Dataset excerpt
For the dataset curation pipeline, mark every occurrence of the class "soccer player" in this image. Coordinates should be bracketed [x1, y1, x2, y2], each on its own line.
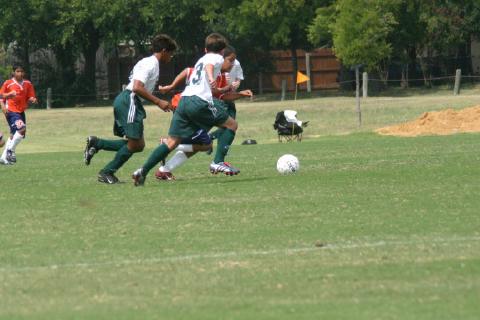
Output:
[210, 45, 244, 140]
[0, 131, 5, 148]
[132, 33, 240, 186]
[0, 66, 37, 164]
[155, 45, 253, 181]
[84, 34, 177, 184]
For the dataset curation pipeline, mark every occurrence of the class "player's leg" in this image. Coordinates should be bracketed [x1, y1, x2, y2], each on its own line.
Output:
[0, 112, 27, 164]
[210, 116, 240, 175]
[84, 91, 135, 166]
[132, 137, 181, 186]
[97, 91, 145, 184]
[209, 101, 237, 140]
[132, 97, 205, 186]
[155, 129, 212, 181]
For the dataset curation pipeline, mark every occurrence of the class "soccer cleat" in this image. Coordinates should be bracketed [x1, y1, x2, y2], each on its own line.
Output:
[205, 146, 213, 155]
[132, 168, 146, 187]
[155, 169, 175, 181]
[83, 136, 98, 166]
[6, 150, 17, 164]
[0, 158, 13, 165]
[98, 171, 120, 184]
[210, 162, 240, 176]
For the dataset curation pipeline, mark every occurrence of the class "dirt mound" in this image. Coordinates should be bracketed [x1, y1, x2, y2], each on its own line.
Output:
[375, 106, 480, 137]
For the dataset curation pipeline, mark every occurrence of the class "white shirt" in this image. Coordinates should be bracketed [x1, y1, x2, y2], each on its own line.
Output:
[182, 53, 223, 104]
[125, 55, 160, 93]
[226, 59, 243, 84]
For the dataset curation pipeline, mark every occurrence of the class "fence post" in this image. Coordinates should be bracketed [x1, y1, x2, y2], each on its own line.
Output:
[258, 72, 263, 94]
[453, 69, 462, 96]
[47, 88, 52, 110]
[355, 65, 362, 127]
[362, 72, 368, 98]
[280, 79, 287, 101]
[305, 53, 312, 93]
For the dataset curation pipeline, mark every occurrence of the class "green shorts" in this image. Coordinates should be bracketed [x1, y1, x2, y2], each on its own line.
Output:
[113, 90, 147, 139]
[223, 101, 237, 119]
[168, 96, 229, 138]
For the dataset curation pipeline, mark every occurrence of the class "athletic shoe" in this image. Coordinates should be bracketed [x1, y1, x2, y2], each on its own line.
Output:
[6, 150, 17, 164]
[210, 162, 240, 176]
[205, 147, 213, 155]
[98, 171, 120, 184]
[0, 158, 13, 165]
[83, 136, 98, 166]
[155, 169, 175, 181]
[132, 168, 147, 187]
--
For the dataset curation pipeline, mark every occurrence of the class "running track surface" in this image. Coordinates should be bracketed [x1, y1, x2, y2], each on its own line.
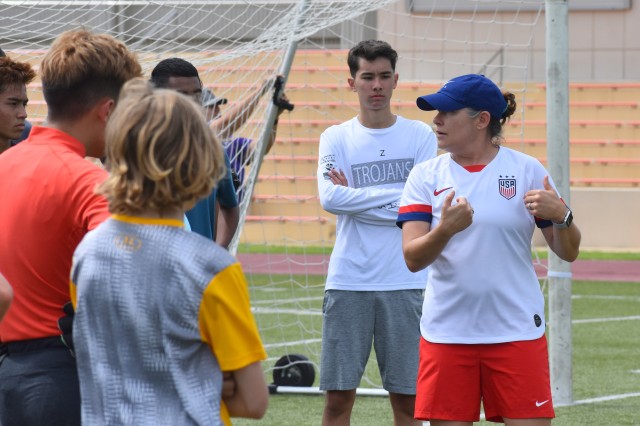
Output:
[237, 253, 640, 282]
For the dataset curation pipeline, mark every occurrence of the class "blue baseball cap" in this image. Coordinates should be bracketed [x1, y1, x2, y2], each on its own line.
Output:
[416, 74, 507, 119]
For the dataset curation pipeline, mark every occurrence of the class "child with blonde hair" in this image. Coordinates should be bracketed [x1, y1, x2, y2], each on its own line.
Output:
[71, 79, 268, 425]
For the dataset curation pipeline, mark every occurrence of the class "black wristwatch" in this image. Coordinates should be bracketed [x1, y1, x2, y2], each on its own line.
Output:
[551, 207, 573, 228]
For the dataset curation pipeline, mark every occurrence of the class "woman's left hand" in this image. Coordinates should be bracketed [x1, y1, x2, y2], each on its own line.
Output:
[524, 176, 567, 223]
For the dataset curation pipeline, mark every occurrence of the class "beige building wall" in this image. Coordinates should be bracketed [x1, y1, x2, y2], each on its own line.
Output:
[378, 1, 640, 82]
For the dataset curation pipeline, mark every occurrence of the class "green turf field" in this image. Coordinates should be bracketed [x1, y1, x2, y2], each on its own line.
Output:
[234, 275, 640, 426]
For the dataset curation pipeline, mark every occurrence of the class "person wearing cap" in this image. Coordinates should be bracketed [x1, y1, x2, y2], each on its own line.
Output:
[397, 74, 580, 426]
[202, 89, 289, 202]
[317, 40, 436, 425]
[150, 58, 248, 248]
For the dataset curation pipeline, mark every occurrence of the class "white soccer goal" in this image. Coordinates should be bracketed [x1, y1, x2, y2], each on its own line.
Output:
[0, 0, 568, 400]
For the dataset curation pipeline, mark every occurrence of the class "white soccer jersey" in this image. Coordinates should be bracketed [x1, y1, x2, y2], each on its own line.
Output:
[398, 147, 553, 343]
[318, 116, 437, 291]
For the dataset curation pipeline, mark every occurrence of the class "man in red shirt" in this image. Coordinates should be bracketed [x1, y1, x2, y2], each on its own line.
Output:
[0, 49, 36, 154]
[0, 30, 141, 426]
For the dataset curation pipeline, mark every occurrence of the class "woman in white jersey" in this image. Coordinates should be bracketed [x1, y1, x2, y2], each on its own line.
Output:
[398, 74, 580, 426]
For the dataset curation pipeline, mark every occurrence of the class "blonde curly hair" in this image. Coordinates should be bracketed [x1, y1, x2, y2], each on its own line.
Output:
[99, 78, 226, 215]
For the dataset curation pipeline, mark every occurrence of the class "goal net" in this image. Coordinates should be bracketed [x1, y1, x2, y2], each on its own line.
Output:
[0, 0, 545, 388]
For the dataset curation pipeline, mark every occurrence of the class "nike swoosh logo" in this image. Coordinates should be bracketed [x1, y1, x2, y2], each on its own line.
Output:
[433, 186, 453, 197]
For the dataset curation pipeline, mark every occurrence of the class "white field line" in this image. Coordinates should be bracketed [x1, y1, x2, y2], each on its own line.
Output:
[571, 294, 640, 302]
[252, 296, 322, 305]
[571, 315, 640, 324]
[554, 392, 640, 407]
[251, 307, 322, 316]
* * *
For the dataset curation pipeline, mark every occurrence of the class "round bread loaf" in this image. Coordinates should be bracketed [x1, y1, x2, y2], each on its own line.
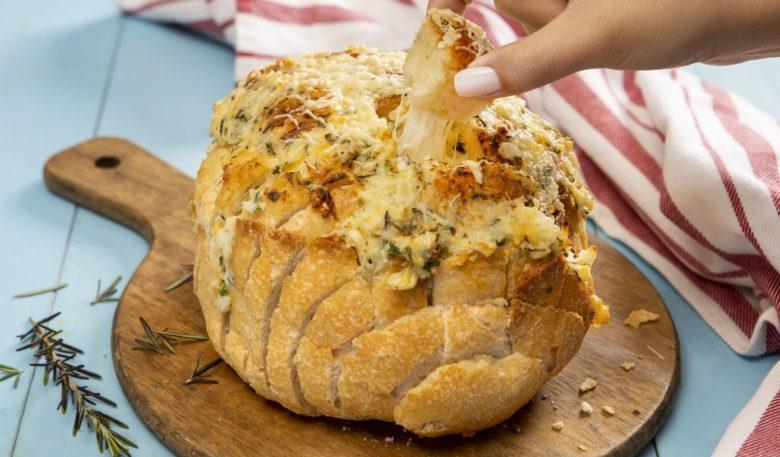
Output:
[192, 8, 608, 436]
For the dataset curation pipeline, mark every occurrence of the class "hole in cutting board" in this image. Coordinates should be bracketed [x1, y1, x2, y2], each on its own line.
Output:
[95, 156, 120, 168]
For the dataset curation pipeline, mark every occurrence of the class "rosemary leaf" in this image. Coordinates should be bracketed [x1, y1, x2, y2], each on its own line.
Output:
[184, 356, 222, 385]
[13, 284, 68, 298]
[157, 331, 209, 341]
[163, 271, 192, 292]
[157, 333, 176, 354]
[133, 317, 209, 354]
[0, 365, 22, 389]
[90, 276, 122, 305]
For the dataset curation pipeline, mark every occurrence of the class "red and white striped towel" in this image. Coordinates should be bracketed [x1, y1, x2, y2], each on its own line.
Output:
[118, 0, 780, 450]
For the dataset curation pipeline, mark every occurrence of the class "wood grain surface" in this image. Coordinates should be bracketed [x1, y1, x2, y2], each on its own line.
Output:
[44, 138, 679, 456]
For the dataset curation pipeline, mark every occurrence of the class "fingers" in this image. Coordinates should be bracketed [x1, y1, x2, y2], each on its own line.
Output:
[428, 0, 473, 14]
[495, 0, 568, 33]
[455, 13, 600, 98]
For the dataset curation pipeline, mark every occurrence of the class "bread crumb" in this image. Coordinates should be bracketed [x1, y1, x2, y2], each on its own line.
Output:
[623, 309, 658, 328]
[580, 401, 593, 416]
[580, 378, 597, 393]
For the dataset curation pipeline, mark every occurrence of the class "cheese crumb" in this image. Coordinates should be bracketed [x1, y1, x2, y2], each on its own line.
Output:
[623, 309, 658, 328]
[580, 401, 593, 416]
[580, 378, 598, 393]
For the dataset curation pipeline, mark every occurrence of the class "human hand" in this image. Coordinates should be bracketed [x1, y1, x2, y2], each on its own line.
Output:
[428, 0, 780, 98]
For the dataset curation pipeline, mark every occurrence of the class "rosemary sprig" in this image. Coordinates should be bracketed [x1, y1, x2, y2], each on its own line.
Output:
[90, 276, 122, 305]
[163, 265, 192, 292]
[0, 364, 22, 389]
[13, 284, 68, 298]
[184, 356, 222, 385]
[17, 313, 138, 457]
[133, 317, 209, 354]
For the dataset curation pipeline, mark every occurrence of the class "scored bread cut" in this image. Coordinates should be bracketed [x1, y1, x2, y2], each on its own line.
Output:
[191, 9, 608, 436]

Objective
Count how many lines of the data above contain the string "crumb", treating case as significant. Reply with the number alone.

Solution to the exercise
2